DESCRIPTION OF THE TASK.
Starting at the first line of the records below, transcribe each line exactly, ending with the line that contains "column 5, row 385".
━━━━━ EXERCISE INPUTS
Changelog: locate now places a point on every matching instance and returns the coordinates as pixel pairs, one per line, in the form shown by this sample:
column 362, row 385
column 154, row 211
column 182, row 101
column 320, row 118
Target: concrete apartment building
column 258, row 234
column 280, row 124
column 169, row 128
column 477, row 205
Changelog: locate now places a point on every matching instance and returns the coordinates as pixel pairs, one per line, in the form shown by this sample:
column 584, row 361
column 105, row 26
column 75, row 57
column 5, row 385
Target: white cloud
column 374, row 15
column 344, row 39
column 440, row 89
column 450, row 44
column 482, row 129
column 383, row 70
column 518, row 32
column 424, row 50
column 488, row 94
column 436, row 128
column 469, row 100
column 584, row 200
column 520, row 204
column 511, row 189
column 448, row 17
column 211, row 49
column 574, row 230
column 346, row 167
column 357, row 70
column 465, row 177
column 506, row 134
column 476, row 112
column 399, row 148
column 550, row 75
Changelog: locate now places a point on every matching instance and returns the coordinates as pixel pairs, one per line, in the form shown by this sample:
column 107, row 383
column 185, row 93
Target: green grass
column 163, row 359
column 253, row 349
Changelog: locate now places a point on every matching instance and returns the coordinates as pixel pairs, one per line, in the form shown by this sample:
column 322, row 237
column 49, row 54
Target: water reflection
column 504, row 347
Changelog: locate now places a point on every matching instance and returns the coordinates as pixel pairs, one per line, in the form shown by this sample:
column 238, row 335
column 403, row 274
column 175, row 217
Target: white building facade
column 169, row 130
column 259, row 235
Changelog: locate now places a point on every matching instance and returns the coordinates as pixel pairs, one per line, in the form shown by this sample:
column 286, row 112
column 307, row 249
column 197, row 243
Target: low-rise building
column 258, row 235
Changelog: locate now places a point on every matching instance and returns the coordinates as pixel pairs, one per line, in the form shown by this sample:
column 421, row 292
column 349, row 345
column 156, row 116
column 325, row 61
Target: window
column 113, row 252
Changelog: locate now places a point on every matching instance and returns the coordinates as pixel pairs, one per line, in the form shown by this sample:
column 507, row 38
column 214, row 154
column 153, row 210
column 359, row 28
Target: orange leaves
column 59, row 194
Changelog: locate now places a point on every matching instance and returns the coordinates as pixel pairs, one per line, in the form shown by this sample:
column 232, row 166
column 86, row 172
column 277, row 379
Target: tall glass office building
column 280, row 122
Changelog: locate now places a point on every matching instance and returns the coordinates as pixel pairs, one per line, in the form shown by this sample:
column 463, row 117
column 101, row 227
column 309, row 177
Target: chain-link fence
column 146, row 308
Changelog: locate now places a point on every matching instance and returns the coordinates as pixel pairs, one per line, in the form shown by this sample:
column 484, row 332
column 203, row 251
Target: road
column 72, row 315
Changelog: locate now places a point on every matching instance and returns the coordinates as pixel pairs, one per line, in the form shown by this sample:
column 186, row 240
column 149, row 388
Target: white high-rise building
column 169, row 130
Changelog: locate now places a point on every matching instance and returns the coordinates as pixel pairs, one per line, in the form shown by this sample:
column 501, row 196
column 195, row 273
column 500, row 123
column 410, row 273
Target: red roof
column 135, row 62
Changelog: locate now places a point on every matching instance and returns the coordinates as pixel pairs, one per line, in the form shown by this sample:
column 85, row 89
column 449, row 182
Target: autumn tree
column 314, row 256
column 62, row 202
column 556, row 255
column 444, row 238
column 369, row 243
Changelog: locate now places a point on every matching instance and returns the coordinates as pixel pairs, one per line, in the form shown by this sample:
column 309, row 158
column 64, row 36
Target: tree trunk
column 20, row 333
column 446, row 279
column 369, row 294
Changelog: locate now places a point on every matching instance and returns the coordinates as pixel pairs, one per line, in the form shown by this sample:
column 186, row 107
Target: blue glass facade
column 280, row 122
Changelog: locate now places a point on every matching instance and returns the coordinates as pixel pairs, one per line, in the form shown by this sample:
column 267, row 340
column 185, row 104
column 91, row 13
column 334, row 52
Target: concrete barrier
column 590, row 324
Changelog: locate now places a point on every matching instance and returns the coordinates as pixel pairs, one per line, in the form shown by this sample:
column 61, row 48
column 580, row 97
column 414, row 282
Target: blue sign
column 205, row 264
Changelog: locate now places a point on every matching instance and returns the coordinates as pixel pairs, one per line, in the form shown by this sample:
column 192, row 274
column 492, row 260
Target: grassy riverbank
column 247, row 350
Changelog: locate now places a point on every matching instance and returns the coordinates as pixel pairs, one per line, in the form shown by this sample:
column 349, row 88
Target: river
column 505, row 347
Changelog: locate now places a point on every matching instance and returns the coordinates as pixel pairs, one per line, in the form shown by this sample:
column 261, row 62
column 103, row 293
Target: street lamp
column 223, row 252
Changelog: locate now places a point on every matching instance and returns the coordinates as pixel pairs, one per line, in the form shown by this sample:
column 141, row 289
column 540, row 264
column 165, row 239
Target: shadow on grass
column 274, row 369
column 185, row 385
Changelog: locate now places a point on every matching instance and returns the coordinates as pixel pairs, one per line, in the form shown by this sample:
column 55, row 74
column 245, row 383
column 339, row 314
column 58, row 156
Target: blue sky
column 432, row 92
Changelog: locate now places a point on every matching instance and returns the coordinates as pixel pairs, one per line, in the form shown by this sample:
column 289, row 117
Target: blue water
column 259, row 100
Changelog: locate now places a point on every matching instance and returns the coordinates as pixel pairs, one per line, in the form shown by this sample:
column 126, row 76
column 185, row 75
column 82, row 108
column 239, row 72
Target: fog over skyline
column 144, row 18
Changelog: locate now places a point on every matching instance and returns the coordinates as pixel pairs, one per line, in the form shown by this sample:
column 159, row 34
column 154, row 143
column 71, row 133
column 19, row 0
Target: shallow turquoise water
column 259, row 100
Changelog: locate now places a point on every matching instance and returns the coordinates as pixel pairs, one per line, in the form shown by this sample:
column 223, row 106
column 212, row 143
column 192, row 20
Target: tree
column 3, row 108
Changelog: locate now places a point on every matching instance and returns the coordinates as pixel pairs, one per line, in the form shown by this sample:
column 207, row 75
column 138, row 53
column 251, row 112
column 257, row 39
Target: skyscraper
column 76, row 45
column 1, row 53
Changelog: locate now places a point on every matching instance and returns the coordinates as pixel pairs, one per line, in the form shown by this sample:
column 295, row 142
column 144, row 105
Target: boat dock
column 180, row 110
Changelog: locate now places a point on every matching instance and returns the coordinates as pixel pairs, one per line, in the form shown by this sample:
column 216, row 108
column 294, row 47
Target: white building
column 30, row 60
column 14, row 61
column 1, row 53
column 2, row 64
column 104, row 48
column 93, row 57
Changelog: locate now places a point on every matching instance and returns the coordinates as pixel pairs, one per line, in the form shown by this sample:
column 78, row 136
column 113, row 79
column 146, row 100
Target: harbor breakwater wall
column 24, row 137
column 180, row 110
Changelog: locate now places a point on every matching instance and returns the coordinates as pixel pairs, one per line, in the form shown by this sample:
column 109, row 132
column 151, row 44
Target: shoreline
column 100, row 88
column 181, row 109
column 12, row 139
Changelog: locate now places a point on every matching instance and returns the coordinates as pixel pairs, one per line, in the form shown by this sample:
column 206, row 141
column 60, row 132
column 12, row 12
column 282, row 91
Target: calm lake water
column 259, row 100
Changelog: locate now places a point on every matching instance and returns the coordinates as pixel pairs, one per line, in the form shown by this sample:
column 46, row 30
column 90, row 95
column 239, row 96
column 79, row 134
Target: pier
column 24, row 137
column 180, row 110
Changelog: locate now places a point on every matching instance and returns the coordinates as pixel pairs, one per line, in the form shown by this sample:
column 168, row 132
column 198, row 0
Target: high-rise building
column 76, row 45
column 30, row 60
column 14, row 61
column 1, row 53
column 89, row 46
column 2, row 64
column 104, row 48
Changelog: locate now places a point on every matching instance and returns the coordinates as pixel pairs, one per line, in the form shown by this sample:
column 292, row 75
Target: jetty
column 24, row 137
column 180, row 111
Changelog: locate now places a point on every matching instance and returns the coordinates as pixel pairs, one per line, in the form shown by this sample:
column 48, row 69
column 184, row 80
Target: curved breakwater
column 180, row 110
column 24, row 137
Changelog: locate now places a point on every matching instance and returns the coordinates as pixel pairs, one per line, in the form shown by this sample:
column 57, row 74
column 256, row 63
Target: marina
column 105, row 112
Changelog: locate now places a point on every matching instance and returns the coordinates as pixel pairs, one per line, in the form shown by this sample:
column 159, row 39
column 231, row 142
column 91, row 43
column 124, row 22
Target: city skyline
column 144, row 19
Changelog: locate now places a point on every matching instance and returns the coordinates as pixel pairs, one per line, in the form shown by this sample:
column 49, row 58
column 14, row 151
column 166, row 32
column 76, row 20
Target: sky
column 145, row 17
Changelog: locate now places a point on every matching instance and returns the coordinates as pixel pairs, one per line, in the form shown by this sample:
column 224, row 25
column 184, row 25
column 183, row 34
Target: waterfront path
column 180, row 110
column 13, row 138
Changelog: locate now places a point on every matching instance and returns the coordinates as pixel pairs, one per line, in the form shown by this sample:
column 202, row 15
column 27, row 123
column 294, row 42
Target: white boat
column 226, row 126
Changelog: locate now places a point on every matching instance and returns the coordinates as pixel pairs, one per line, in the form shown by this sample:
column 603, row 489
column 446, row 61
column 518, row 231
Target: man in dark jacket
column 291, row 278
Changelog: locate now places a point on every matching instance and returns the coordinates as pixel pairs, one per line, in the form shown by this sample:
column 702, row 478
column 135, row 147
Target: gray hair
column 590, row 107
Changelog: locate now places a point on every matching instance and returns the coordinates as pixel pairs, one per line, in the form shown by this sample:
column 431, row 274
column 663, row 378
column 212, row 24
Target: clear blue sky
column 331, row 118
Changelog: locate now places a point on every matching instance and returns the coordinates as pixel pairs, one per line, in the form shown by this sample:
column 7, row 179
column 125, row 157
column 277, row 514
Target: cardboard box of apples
━━━━━━━━━━
RESULT OF THE TASK.
Changelog: locate now places a point on every matching instance and returns the coordinates as pixel pairs, one per line, in the form shown by this sample:
column 362, row 385
column 154, row 211
column 182, row 101
column 320, row 118
Target: concrete apartment building
column 258, row 234
column 280, row 124
column 169, row 128
column 477, row 205
Changelog: locate now places a point on every matching instance and returns the coordinates as pixel pairs, one per line, in the form shown by this sample:
column 584, row 361
column 105, row 26
column 75, row 57
column 5, row 385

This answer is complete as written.